WRITTEN TASK
Rewrite the listing below as a numbered list, omitting any blank lines.

○ ○ ○ ○

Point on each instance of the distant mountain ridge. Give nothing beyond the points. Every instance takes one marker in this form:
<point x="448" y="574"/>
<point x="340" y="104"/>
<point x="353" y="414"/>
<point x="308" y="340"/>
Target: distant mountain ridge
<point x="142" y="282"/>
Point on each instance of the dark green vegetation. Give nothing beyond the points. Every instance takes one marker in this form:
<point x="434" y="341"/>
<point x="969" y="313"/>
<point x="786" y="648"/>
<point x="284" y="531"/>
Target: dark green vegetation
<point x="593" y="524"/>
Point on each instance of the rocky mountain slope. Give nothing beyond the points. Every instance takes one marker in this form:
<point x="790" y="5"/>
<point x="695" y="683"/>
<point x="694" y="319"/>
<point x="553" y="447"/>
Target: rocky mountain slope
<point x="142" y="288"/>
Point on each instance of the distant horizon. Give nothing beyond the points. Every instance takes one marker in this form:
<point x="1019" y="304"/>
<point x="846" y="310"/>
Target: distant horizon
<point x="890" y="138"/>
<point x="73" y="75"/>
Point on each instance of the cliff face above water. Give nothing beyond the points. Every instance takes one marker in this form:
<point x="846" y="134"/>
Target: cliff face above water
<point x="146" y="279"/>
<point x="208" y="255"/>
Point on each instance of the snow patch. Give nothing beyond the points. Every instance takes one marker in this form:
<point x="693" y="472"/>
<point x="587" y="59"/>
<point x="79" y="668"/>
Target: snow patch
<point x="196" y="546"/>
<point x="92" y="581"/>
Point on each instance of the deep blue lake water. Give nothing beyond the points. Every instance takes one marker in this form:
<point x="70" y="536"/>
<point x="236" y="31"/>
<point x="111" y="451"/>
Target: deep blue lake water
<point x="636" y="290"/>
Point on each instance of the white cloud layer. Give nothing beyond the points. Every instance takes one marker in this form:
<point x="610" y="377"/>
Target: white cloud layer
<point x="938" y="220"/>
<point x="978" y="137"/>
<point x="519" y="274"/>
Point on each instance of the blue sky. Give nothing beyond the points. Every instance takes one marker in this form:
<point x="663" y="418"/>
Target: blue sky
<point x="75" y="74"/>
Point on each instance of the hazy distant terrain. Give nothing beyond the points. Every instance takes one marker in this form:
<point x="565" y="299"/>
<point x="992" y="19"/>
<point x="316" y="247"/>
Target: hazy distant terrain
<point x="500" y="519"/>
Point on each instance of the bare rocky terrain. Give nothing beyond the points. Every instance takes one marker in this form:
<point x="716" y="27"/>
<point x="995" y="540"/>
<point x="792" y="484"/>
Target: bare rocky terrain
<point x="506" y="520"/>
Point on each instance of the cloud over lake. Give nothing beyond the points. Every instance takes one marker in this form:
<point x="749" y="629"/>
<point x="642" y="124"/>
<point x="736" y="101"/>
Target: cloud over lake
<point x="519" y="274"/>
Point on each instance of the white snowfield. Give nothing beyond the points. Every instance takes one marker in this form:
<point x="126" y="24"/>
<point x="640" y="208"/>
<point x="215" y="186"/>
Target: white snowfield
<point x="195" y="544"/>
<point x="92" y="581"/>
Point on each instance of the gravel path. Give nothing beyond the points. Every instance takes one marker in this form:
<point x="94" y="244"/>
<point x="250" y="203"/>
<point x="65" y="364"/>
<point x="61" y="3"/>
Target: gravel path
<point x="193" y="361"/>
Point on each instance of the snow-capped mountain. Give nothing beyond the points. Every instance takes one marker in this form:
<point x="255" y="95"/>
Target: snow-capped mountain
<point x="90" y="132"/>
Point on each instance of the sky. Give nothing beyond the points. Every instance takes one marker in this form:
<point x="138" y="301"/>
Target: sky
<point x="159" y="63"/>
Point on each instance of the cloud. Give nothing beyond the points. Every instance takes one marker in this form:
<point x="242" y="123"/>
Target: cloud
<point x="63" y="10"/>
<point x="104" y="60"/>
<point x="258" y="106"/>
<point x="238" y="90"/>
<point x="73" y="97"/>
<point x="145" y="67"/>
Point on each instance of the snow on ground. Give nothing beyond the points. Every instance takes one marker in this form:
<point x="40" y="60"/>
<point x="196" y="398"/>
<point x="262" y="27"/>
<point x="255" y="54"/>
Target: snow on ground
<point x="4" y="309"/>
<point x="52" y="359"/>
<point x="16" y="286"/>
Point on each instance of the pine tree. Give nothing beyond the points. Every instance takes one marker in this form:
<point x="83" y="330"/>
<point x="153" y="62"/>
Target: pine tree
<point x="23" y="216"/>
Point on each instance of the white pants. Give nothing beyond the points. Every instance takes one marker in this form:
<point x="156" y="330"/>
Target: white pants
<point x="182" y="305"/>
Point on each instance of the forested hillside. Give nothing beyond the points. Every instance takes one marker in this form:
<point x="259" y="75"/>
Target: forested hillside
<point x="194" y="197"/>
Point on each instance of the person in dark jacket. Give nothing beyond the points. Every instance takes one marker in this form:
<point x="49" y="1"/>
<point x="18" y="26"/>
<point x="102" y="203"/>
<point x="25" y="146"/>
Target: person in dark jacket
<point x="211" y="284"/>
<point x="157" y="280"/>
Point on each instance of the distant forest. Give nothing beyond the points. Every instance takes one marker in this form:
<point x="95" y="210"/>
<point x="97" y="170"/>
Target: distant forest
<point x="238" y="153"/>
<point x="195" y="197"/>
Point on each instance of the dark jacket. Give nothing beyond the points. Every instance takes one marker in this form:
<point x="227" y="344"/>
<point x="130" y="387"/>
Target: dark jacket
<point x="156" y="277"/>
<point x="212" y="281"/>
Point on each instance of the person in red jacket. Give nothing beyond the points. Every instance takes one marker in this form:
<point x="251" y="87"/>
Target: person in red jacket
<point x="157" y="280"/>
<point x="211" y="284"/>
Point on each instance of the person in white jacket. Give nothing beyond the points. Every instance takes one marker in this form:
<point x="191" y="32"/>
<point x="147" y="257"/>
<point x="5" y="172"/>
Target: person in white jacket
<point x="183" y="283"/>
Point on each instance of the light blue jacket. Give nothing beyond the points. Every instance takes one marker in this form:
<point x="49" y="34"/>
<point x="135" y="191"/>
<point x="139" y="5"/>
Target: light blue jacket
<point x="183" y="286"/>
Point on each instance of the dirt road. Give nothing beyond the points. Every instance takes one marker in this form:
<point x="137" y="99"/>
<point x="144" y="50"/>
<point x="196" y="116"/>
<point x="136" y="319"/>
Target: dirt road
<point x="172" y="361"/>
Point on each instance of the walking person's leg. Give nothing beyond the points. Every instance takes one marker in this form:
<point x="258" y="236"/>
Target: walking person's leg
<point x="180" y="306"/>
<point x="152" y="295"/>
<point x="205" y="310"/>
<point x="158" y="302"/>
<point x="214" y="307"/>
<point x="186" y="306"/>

○ ○ ○ ○

EXERCISE RESPONSE
1. Point on each instance of the distant mountain ridge. Give nothing beyond the points. Every instance takes one marker in this form:
2. <point x="448" y="574"/>
3. <point x="340" y="104"/>
4. <point x="353" y="414"/>
5. <point x="308" y="340"/>
6. Target: distant mountain ridge
7. <point x="142" y="282"/>
8. Point on each instance of the dark green vegetation. Give nothing beyond the points. Every instance takes one marker in this form:
9. <point x="434" y="341"/>
10. <point x="969" y="313"/>
11. <point x="786" y="648"/>
12. <point x="284" y="531"/>
13. Target: dark green vegetation
14. <point x="593" y="524"/>
15. Point on each instance of the rocky mountain slope. Give nothing beyond the points. Every instance takes one marker in this form:
16. <point x="790" y="5"/>
17. <point x="695" y="683"/>
18. <point x="694" y="319"/>
19. <point x="553" y="447"/>
20. Target: rocky mountain slope
21. <point x="142" y="288"/>
22. Point on each instance of the distant horizon. Give nothing beyond the points. Every instance takes one marker in this form:
23. <point x="1019" y="304"/>
24. <point x="846" y="310"/>
25. Target: distant horizon
26. <point x="890" y="138"/>
27. <point x="73" y="75"/>
28. Point on each instance of the cliff face above water. Give nothing beyond the points. Every instance takes one marker in this form:
29. <point x="846" y="134"/>
30. Target: cliff face above water
31. <point x="146" y="279"/>
32. <point x="208" y="255"/>
33. Point on each instance of the snow patch. Give nothing beyond the points. Every instance takes one marker in this form:
34. <point x="693" y="472"/>
35. <point x="587" y="59"/>
36. <point x="79" y="668"/>
37. Target: snow patch
38. <point x="196" y="546"/>
39. <point x="92" y="581"/>
40. Point on each instance of the deep blue lake water. Give nothing beyond the points. Every instance takes one marker in this form:
41. <point x="70" y="536"/>
42. <point x="236" y="31"/>
43. <point x="111" y="451"/>
44. Target: deep blue lake water
45. <point x="636" y="290"/>
46. Point on each instance of the white cloud layer. Give nothing beyond the points. Every instance takes one marker in this form:
47. <point x="610" y="377"/>
48. Target: white cloud layer
49. <point x="938" y="220"/>
50. <point x="978" y="137"/>
51. <point x="519" y="274"/>
52. Point on each instance of the blue sky. Give nothing beyond the points. Every instance takes one marker in this form:
53. <point x="663" y="418"/>
54. Target: blue sky
55. <point x="75" y="74"/>
56. Point on each instance of the hazy distant terrain. Give nothing beyond the points. Every instance takes one marker in this form:
57. <point x="565" y="299"/>
58. <point x="992" y="19"/>
59. <point x="316" y="247"/>
60. Target: hazy distant terrain
61. <point x="500" y="519"/>
62. Point on each instance of the bare rocky terrain. Give nothing beyond the points. Every instance takes one marker in this form:
63. <point x="716" y="27"/>
64. <point x="995" y="540"/>
65. <point x="792" y="484"/>
66. Target: bare rocky terrain
67. <point x="506" y="520"/>
68. Point on each instance of the cloud over lake. Give nothing beyond the points. Every instance takes one marker in this form:
69. <point x="749" y="629"/>
70. <point x="642" y="124"/>
71. <point x="736" y="101"/>
72. Target: cloud over lake
73. <point x="519" y="274"/>
74. Point on each instance of the white snowfield. Give nothing beyond the points. Every instance takes one marker in this form:
75. <point x="126" y="24"/>
76. <point x="640" y="208"/>
77. <point x="215" y="186"/>
78. Target: white snowfield
79. <point x="195" y="544"/>
80. <point x="92" y="581"/>
81. Point on each instance of the gravel path. Give nothing beyond the points. Every instance takes one marker in this form:
82. <point x="94" y="244"/>
83. <point x="250" y="203"/>
84. <point x="65" y="364"/>
85. <point x="61" y="3"/>
86. Target: gravel path
87. <point x="193" y="361"/>
88. Point on each instance of the snow-capped mountain. Give nothing beyond the points. Every instance takes one marker in this form:
89. <point x="255" y="95"/>
90. Target: snow-capped mountain
91. <point x="90" y="132"/>
92. Point on each instance of the sky. Give nothing beyond the points. Every instance takes one marker in this form:
93. <point x="138" y="301"/>
94. Target: sky
95. <point x="159" y="63"/>
96. Point on each instance of the cloud. Give nothing beyond the points. Every instance takes one marker in this form:
97. <point x="242" y="123"/>
98. Target: cloud
99. <point x="63" y="10"/>
100. <point x="104" y="60"/>
101. <point x="258" y="106"/>
102. <point x="238" y="90"/>
103. <point x="73" y="97"/>
104. <point x="145" y="67"/>
105. Point on each instance of the snow on ground. Give nothing beyond the points. Every instance takes one marker in this form:
106. <point x="40" y="60"/>
107. <point x="196" y="398"/>
108. <point x="262" y="27"/>
109. <point x="255" y="54"/>
110. Target: snow on ground
111. <point x="4" y="309"/>
112. <point x="52" y="359"/>
113. <point x="16" y="286"/>
114. Point on each instance of the pine tree. Give nothing beyond the points. Every instance takes one marker in this form:
115. <point x="83" y="330"/>
116. <point x="153" y="62"/>
117. Target: pine tree
118. <point x="23" y="216"/>
119. Point on each instance of the white pants. Give nothing beyond the points. Every instance takes one marker in this form:
120. <point x="156" y="330"/>
121. Target: white pants
122. <point x="182" y="305"/>
123. Point on each instance of the forested hillside. Give nothing beyond the points. Every instance takes one marker in this form:
124. <point x="259" y="75"/>
125. Target: forested hillside
126. <point x="194" y="197"/>
127. Point on each instance of the person in dark jacket. Give nothing beyond the points. Every instance takes one marker in this form:
128. <point x="49" y="1"/>
129. <point x="18" y="26"/>
130. <point x="102" y="203"/>
131. <point x="25" y="146"/>
132. Target: person in dark jacket
133. <point x="211" y="284"/>
134. <point x="157" y="280"/>
135. Point on each instance of the distant forest. Give nothing beyond the points. Every instance takes one marker in this form:
136. <point x="95" y="210"/>
137. <point x="97" y="170"/>
138. Target: distant forest
139. <point x="238" y="153"/>
140. <point x="195" y="197"/>
141. Point on each instance of the dark jacket. Give nothing beyond the points. Every instance takes one marker in this form:
142. <point x="227" y="344"/>
143. <point x="130" y="387"/>
144. Target: dark jacket
145. <point x="156" y="277"/>
146. <point x="212" y="281"/>
147. Point on each instance of the person in red jacket. Give nothing beyond the points. Every instance takes one marker in this form:
148. <point x="251" y="87"/>
149. Target: person in red jacket
150. <point x="157" y="280"/>
151. <point x="211" y="284"/>
152. Point on each instance of the person in white jacket. Give nothing beyond the points. Every instance takes one marker in this form:
153. <point x="191" y="32"/>
154. <point x="147" y="257"/>
155. <point x="5" y="172"/>
156. Target: person in white jacket
157. <point x="183" y="283"/>
158. Point on each instance of the light blue jacket. Give nothing beyond the points. Every instance takes one marker in this form:
159. <point x="49" y="34"/>
160. <point x="135" y="191"/>
161. <point x="139" y="5"/>
162. Target: light blue jacket
163. <point x="183" y="286"/>
164. Point on each instance of the dirt road. Give nothing beyond the points. Every instance takes one marker in this form:
165. <point x="137" y="99"/>
166. <point x="144" y="50"/>
167. <point x="196" y="116"/>
168. <point x="136" y="319"/>
169. Target: dirt road
170. <point x="172" y="361"/>
171. Point on each instance of the walking person's leg. Give nothing beyond the points. Every instance takes one marker in this form:
172. <point x="258" y="236"/>
173. Target: walking person's leg
174. <point x="180" y="306"/>
175. <point x="152" y="295"/>
176. <point x="205" y="310"/>
177. <point x="158" y="302"/>
178. <point x="214" y="307"/>
179. <point x="186" y="306"/>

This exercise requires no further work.